WHAT TO DO >>
All the data below goes into the copy word for word, but the pictures don't.

** Start RECORDS FOR THIS TASK **

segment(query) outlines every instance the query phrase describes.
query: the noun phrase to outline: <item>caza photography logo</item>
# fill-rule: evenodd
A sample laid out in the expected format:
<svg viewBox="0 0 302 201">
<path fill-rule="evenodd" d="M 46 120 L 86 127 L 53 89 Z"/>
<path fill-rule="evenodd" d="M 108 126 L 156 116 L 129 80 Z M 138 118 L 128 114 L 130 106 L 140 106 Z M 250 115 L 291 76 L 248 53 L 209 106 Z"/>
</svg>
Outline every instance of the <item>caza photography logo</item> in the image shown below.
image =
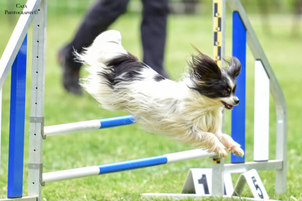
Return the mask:
<svg viewBox="0 0 302 201">
<path fill-rule="evenodd" d="M 5 15 L 37 15 L 39 13 L 39 10 L 34 11 L 18 11 L 18 10 L 21 10 L 27 8 L 26 4 L 16 4 L 16 10 L 15 11 L 9 11 L 8 10 L 5 10 L 4 14 Z"/>
</svg>

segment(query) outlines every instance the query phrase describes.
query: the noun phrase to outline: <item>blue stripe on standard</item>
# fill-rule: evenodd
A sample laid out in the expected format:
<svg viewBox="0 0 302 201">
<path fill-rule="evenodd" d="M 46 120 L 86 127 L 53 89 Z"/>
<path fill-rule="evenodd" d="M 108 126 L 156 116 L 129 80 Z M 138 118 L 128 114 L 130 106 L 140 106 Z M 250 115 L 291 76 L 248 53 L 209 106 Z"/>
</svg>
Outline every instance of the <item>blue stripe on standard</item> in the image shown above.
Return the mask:
<svg viewBox="0 0 302 201">
<path fill-rule="evenodd" d="M 245 152 L 245 111 L 246 111 L 246 53 L 247 33 L 244 25 L 238 12 L 233 14 L 233 56 L 241 63 L 241 72 L 237 77 L 236 94 L 240 99 L 238 106 L 232 111 L 232 137 L 240 145 Z M 243 163 L 245 156 L 236 156 L 233 153 L 232 163 Z"/>
<path fill-rule="evenodd" d="M 128 125 L 135 123 L 135 117 L 132 115 L 113 117 L 99 120 L 101 123 L 100 129 L 114 127 L 119 126 Z"/>
<path fill-rule="evenodd" d="M 27 35 L 12 66 L 8 197 L 22 196 Z"/>
<path fill-rule="evenodd" d="M 162 165 L 167 162 L 168 159 L 165 156 L 158 156 L 100 165 L 98 167 L 100 169 L 99 174 L 102 174 Z"/>
</svg>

** End RECORDS FOR THIS TASK **

ANSWER >>
segment(query) outlines every instance the query phrase describes.
query: the noun phrase to outline: <item>caza photography logo</item>
# fill-rule: evenodd
A sample laid out in the expected format:
<svg viewBox="0 0 302 201">
<path fill-rule="evenodd" d="M 46 120 L 86 127 L 53 89 Z"/>
<path fill-rule="evenodd" d="M 108 126 L 156 116 L 129 80 Z M 138 118 L 128 114 L 130 106 L 140 106 Z M 250 115 L 291 76 L 248 53 L 209 106 Z"/>
</svg>
Outline every instance of the <item>caza photography logo</item> in the image shown below.
image =
Return the mask:
<svg viewBox="0 0 302 201">
<path fill-rule="evenodd" d="M 5 15 L 37 15 L 39 13 L 39 10 L 34 11 L 18 11 L 18 10 L 21 10 L 27 8 L 26 4 L 16 4 L 16 10 L 15 11 L 9 11 L 8 10 L 5 10 L 4 14 Z"/>
</svg>

segment(query) outlines every instance the query phrase describes.
query: the noun phrase to outline: <item>blue stripe on standard</item>
# fill-rule: evenodd
A sample laid out in the expected format:
<svg viewBox="0 0 302 201">
<path fill-rule="evenodd" d="M 46 120 L 86 127 L 53 89 Z"/>
<path fill-rule="evenodd" d="M 108 126 L 156 116 L 129 80 Z M 138 118 L 128 114 L 130 106 L 140 106 Z M 250 115 L 291 76 L 248 53 L 209 106 Z"/>
</svg>
Outline every instance of the <item>blue stripe on standard</item> in the image shown above.
Return the mask:
<svg viewBox="0 0 302 201">
<path fill-rule="evenodd" d="M 245 152 L 245 111 L 246 111 L 246 53 L 247 33 L 244 25 L 238 12 L 233 14 L 233 56 L 241 63 L 241 72 L 237 77 L 236 94 L 240 99 L 238 106 L 232 111 L 232 137 L 240 145 Z M 243 163 L 245 156 L 236 156 L 233 153 L 232 163 Z"/>
<path fill-rule="evenodd" d="M 128 125 L 135 123 L 135 117 L 132 115 L 113 117 L 99 120 L 101 123 L 100 129 L 114 127 L 119 126 Z"/>
<path fill-rule="evenodd" d="M 27 35 L 12 66 L 8 197 L 22 196 Z"/>
<path fill-rule="evenodd" d="M 162 165 L 167 162 L 168 159 L 165 156 L 158 156 L 100 165 L 98 167 L 100 169 L 99 174 L 102 174 Z"/>
</svg>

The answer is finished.